PROBLEM TO WORK ON:
In the passage on state-space model compression, rewrite the part that opens with the words "Figure borrowed from" and closes with "Why compress in-training?", changing "hidden state" to "latent state".

GIVEN TEXT:
>>>

You can follow the links for the paper and implementation.

Model compression through progressive truncation - represented as matryoshka dolls

CompreSSM: progressively truncating low-energy state dimensions during training
Image generated with Google Nano Banana

Motivation

State-space models (SSMs) are a potent tool for sequence modeling. At their core, they rely on an incremental recurrence: at each time step, the model updates a hidden state that summarizes all relevant information from the past.

Figure borrowed from Maarten Grootendorst's Visual Guide to Mamba and State Space Models

The cost of computing an update scales with the size of the hidden state, yet its different dimensions are far from being equally important. Some may be redundant or offer no contribution to the learning process. Hence, our motivation: identify and truncate the unnecessary parts of the hidden state in-training without sacrificing performance.

Why compress in-training?

If we detect low-energy state directions early and truncate them on the fly, the model spends most of training in its compressed form. That means faster optimization, lower memory footprint, and performance that tracks the larger model at a fraction of the computational cost.

<<<

DATASET ENTRIES:
>>>

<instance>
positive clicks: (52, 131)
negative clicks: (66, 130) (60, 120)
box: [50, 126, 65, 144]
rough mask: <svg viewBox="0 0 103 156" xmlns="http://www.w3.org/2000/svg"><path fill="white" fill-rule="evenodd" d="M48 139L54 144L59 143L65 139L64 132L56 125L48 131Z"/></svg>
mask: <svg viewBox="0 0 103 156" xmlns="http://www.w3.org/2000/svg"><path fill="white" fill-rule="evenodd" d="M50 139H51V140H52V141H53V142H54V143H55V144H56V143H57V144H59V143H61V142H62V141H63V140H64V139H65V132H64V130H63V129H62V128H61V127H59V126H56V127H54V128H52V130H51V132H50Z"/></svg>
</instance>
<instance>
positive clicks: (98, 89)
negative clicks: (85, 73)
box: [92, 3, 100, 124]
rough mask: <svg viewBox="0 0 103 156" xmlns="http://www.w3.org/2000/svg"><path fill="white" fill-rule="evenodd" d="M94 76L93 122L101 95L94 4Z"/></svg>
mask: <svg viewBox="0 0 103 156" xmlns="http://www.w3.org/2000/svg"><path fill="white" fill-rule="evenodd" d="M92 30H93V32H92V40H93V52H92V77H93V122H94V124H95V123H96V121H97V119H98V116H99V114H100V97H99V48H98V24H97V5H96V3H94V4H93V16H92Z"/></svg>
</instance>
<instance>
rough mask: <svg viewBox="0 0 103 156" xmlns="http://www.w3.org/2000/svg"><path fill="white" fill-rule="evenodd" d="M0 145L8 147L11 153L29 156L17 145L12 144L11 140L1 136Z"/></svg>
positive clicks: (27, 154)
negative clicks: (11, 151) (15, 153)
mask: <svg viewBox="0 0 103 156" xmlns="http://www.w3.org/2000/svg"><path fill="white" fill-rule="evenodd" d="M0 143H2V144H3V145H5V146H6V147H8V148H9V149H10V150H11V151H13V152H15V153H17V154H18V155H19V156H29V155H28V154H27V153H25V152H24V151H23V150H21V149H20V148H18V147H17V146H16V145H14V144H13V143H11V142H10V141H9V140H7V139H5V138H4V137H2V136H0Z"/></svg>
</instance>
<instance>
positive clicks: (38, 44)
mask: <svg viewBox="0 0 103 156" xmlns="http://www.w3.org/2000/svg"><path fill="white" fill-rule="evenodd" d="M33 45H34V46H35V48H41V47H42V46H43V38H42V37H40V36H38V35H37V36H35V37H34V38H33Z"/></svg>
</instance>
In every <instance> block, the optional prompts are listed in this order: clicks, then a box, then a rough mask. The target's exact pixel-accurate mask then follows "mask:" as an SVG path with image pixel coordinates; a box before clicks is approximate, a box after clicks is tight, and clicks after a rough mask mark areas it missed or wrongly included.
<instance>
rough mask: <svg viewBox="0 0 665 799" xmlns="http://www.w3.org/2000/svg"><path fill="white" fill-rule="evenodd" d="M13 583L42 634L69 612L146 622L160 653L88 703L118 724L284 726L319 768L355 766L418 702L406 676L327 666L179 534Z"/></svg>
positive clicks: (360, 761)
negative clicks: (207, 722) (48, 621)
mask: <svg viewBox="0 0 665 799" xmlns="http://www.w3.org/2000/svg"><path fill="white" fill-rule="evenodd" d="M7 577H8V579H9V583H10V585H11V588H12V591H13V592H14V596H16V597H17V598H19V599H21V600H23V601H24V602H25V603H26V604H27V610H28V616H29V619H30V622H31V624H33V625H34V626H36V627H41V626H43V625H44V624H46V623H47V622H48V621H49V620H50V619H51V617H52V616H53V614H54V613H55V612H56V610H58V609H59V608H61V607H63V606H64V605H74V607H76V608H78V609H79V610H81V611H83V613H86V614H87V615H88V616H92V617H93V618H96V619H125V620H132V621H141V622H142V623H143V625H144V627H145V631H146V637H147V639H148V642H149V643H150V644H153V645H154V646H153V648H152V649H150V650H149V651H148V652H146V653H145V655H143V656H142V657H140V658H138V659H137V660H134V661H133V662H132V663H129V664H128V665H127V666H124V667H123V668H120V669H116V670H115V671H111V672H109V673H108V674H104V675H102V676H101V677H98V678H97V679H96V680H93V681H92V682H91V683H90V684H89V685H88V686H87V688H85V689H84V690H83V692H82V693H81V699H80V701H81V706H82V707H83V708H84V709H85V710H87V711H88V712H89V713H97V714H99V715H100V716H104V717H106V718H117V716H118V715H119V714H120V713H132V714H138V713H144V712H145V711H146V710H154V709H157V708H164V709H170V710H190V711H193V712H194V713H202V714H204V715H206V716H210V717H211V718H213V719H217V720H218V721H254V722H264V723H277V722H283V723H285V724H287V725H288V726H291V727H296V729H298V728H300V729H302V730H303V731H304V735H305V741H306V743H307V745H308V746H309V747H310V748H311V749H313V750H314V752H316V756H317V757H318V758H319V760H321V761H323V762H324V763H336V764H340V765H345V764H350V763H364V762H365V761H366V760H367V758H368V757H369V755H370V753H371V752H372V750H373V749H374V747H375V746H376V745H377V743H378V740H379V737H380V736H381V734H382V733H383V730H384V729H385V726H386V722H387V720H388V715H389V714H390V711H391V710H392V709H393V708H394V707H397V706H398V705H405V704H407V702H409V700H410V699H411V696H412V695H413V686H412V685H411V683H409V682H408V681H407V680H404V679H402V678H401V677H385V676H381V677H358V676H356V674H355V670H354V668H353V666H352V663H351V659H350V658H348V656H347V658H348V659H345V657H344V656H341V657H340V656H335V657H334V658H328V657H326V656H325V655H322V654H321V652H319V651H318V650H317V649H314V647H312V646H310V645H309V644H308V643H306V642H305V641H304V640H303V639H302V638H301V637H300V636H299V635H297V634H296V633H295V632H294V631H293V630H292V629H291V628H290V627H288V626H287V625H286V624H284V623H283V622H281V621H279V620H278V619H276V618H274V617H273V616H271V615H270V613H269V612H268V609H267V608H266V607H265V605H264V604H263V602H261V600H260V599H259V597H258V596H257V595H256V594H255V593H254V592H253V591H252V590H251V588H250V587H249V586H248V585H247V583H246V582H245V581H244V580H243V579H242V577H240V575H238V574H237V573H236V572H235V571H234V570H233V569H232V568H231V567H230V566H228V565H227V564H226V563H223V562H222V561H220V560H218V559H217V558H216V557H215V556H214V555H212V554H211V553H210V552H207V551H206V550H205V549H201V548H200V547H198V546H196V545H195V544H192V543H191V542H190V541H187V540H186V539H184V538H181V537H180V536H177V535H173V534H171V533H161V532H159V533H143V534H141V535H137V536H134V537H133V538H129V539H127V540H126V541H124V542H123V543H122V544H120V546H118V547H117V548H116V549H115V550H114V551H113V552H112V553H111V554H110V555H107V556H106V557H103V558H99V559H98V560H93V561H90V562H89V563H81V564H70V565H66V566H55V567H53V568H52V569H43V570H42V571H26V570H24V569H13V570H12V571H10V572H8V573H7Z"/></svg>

<<<

SOLUTION:
Figure borrowed from Maarten Grootendorst's Visual Guide to Mamba and State Space Models

The cost of computing an update scales with the size of the latent state, yet its different dimensions are far from being equally important. Some may be redundant or offer no contribution to the learning process. Hence, our motivation: identify and truncate the unnecessary parts of the latent state in-training without sacrificing performance.

Why compress in-training?